START RECORDS SHOWN

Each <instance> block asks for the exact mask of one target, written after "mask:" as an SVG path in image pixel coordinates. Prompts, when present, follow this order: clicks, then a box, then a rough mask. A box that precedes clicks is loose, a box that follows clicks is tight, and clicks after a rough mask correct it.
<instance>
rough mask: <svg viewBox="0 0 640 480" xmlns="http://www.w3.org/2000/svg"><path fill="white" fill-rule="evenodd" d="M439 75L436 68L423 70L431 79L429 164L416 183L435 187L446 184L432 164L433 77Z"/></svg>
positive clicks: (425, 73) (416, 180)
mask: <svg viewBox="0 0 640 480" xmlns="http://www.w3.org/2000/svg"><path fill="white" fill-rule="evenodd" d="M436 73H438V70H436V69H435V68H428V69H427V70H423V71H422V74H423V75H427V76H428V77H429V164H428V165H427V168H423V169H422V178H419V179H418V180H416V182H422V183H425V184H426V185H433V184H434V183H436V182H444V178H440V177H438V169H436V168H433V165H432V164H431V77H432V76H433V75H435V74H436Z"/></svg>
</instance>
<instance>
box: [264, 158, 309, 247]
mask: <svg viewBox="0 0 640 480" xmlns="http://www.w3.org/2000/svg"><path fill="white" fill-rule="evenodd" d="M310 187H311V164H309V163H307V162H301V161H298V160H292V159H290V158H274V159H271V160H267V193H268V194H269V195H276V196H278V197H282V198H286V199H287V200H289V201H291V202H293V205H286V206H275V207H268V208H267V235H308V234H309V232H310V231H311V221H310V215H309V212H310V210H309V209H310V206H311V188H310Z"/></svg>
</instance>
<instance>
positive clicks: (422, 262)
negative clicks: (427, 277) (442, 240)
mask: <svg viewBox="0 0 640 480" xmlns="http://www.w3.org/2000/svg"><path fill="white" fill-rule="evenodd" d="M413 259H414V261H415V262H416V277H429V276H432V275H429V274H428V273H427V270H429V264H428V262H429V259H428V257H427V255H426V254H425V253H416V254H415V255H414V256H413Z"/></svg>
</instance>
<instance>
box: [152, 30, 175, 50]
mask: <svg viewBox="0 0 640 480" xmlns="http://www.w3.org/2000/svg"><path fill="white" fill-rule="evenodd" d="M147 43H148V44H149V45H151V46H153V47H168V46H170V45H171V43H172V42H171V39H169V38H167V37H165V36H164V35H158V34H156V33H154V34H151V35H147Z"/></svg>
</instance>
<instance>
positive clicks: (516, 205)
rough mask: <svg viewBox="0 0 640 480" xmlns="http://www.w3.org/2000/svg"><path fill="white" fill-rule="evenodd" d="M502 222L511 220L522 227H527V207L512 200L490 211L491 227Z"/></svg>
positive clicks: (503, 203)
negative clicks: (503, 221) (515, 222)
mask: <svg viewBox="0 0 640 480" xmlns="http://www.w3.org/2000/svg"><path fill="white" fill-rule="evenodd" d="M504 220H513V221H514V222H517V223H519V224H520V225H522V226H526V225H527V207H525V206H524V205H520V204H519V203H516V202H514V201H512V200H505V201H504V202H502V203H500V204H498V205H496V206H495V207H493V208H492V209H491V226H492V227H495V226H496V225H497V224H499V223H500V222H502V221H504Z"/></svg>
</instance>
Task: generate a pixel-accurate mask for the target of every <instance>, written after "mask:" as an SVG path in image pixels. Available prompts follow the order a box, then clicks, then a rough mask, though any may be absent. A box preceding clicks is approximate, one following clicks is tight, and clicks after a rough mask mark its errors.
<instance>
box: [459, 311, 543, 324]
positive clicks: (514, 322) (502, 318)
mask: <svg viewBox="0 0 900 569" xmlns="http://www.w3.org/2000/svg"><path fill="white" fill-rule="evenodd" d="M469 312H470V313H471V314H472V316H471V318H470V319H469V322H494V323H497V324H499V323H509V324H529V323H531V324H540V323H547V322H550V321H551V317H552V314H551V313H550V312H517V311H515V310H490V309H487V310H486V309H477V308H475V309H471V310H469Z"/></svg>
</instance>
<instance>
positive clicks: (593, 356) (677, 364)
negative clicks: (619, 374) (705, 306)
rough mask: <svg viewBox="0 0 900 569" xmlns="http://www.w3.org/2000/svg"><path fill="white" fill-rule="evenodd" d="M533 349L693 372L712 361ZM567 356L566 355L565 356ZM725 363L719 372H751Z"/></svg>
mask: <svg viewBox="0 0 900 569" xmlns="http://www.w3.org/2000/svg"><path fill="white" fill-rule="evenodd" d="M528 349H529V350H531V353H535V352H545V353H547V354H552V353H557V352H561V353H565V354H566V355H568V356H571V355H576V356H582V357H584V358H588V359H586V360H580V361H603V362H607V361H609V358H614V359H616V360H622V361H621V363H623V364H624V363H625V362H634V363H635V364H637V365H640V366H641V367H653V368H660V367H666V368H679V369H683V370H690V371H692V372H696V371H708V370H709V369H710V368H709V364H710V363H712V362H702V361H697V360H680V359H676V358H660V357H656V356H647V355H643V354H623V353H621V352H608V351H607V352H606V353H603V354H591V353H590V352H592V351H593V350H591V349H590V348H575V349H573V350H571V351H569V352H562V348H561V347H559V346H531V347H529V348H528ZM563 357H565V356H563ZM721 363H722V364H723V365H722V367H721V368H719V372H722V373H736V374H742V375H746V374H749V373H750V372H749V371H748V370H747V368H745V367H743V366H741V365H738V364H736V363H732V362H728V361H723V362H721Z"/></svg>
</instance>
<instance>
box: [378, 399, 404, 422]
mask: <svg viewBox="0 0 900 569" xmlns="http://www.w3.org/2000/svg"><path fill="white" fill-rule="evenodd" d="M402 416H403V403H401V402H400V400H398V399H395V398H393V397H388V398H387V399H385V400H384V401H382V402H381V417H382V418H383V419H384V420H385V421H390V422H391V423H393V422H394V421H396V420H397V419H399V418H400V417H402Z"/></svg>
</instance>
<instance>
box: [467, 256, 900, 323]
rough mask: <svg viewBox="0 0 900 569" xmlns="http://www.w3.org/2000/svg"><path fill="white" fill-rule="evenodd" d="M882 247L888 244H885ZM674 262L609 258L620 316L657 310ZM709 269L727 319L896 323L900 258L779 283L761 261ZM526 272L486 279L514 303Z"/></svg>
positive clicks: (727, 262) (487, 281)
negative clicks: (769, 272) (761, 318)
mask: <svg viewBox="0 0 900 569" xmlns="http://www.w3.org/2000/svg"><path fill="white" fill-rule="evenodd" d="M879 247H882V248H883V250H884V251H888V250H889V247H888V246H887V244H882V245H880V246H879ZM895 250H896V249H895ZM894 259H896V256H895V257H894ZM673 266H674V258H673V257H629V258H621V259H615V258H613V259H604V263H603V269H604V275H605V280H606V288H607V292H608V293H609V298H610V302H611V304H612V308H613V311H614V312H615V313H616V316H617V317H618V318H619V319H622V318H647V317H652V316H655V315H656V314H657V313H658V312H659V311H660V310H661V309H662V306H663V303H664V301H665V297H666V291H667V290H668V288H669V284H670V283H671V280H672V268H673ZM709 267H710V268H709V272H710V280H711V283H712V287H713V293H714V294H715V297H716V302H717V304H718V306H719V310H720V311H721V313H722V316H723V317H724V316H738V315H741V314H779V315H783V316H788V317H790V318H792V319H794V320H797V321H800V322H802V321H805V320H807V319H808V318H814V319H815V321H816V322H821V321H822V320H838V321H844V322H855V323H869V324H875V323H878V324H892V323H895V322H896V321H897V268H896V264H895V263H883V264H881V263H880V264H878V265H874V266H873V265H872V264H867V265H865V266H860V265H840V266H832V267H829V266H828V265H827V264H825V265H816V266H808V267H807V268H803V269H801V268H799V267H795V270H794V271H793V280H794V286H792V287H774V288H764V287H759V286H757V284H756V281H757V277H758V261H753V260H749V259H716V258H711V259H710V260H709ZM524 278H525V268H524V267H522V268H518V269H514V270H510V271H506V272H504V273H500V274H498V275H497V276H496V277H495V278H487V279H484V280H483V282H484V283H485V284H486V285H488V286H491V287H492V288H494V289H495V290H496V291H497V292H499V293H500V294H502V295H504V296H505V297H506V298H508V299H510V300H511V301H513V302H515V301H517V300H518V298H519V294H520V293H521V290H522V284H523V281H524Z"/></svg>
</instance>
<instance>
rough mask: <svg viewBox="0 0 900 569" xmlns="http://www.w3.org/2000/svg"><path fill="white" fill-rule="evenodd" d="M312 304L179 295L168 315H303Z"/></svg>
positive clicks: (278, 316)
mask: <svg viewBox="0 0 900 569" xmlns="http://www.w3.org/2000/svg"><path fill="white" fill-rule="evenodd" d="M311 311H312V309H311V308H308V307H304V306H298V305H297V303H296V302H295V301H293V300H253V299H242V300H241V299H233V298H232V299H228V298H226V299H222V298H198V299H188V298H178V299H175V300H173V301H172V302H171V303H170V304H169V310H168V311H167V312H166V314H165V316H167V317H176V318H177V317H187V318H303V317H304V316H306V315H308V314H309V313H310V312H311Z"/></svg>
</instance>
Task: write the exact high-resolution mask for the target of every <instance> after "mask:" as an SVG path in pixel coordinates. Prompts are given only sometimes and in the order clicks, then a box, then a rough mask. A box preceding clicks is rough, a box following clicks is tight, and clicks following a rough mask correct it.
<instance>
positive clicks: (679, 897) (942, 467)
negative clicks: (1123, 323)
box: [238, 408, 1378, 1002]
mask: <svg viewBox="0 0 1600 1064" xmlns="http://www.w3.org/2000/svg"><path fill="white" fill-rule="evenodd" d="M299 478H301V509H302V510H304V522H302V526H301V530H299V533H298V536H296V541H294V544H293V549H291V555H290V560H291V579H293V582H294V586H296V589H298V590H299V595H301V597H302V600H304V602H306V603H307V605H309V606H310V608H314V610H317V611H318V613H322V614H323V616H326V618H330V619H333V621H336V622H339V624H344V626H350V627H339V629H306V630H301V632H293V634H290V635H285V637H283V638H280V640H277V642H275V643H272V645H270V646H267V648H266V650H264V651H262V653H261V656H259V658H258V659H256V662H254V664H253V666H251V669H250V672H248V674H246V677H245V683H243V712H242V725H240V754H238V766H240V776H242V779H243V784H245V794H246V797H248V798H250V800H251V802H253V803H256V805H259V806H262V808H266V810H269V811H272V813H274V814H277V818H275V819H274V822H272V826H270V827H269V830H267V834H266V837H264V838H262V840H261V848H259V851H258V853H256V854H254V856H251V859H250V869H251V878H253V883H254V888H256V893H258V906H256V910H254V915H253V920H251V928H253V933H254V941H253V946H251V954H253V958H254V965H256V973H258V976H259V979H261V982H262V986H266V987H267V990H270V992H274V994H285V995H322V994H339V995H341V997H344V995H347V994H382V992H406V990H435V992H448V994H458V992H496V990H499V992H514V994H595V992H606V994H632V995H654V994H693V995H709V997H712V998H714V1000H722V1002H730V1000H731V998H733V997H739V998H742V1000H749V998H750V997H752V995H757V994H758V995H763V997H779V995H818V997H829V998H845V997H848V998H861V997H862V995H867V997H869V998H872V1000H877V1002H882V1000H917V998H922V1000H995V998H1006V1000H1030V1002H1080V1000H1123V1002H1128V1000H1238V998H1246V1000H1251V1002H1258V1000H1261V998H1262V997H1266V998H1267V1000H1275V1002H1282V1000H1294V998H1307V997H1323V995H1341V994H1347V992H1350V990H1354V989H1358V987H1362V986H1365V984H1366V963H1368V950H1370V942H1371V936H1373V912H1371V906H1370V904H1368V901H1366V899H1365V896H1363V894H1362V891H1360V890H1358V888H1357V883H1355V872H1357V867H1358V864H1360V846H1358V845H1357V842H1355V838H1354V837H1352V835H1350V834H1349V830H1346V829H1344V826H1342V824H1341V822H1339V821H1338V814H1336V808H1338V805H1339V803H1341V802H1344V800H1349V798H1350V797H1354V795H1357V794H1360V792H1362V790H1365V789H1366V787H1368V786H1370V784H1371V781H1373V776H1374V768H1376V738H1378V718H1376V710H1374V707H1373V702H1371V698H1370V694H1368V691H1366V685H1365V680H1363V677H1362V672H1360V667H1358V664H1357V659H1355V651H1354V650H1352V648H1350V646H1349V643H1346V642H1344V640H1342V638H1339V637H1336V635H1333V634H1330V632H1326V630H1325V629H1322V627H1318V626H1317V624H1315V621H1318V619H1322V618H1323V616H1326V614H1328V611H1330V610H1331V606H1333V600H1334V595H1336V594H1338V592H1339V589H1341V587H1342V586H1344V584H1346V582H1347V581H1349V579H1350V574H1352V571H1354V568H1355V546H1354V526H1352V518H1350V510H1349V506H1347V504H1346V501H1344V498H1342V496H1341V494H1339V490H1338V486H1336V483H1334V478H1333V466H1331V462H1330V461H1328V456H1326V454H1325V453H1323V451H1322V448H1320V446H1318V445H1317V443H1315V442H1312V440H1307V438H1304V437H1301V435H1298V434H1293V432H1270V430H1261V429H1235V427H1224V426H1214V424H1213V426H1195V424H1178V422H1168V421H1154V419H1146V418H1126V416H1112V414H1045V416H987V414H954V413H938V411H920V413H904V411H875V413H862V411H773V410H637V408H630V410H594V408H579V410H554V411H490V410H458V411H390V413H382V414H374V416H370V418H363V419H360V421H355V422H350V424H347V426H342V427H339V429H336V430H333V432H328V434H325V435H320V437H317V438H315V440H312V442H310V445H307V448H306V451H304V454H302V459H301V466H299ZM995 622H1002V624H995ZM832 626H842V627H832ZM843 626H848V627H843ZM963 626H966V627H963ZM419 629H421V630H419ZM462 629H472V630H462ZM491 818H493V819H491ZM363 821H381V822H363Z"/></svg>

END RECORDS SHOWN

WHAT TO WORK ON:
Would you output, from the records above, exactly the run of lines that starts at the line containing "positive clicks: (593, 356) (677, 364)" and ends at the line containing "negative clicks: (619, 374) (705, 306)", and only that run?

ANSWER SPACE:
positive clicks: (593, 356) (677, 364)
negative clicks: (619, 374) (705, 306)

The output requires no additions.